A Multiset Version of Even-Odd Permutations Identity

The Ising model [1] is a theoretical physics model of the nearest-neighbor interactions in a crystal structure. In the Ising model, the vertices of a graph $G=(V,E)$ represent particles and the edges describe interactions between pairs of particles. The most common example of a two dimensional Ising model is a planar square lattice where each particle interacts only with its neighbors. A factor (weight) $J_{ij}$ is assigned to each edge $\{i,j\}$, where this factor describes the nature of the interaction between particles $i$ and $j$. A physical state of the system is an assignment of $\sigma_{i}\in\{+1,-1\}$ to each vertex $i$. The Hamiltonian (or energy function) of the system is defined as:

$$H(\sigma)=-\sum_{\{i,j\}\in E}J_{ij}\sigma_{i}\sigma_{j}.$$

The distribution of the physical states over all possible energy levels is encapsulated in the partition function:

$$Z(\beta,G)=\sum_{\sigma}e^{-\beta H(\sigma)},$$

where $\beta$ is changed for $\frac{K}{T}$, in which $K$ is a constant and $T$ is a variable representing the temperature.

[Stored records]

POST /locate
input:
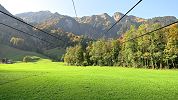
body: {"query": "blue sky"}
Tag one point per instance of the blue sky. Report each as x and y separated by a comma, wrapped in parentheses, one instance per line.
(146, 9)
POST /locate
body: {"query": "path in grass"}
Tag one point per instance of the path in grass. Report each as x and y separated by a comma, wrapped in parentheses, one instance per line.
(55, 81)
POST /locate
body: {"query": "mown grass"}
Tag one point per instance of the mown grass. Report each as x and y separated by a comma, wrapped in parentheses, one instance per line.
(46, 80)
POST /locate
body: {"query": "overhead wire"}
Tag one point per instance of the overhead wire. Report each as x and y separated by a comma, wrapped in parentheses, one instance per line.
(75, 11)
(20, 20)
(27, 33)
(123, 16)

◆ EXERCISE
From the Ising model text, list every symbol that is given a meaning in words, along with that meaning. Leave out the graph $G$, its sets $V$ and $E$, and the index letters $i$ and $j$.

◆ EXERCISE RESPONSE
- $J_{ij}$: the factor (weight) assigned to edge $\{i,j\}$, describing the nature of the interaction between particles $i$ and $j$
- $\sigma_{i}$: the value from $\{+1,-1\}$ assigned to vertex $i$ in a physical state of the system
- $H(\sigma)$: the Hamiltonian (or energy function) of the system
- $Z(\beta,G)$: the partition function, which encapsulates the distribution of the physical states over all possible energy levels
- $\beta$: the quantity that is changed for $\frac{K}{T}$
- $K$: a constant
- $T$: a variable representing the temperature